Exercise details:
Take the records from their first line through the line with "positive clicks: (294, 242) (298, 241)", swap "rough mask" for "coarse mask", and reproduce that stretch with nothing else changed. Leave out the pictures.

***** Records to process

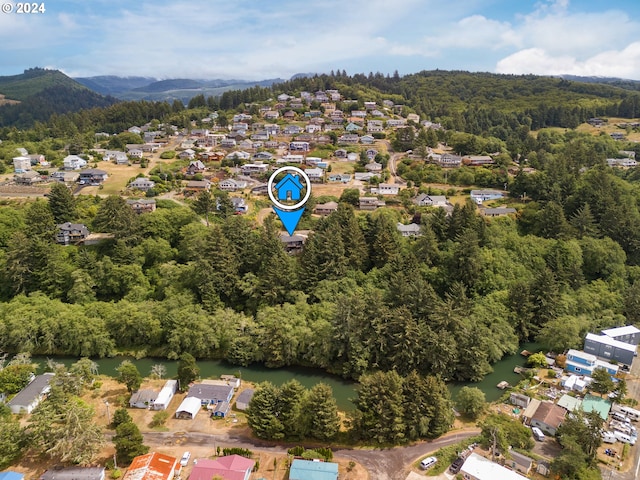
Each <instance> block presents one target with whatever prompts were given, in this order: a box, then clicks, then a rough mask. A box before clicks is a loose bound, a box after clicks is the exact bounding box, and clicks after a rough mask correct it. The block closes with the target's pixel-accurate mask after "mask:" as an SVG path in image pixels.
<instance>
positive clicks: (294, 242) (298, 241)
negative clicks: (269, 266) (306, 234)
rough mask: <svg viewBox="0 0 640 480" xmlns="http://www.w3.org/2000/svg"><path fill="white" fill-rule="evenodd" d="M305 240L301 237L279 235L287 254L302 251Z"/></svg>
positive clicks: (306, 239) (297, 236) (299, 236)
mask: <svg viewBox="0 0 640 480" xmlns="http://www.w3.org/2000/svg"><path fill="white" fill-rule="evenodd" d="M306 240H307V238H306V237H304V236H302V235H288V234H286V233H285V234H282V235H280V241H281V242H282V243H283V244H284V249H285V251H286V252H287V253H299V252H301V251H302V247H303V246H304V242H305V241H306Z"/></svg>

**********

The completed task:
Each <instance> block presents one target with whatever prompts were given, in this order: a box, then clicks, then a coarse mask. A box before clicks is a loose bound, a box after clicks is the exact bounding box, and clicks after a coarse mask correct it. The block closes with the target's pixel-accurate mask after "mask:" as an SVG path in image pixels.
<instance>
positive clicks: (294, 242) (298, 241)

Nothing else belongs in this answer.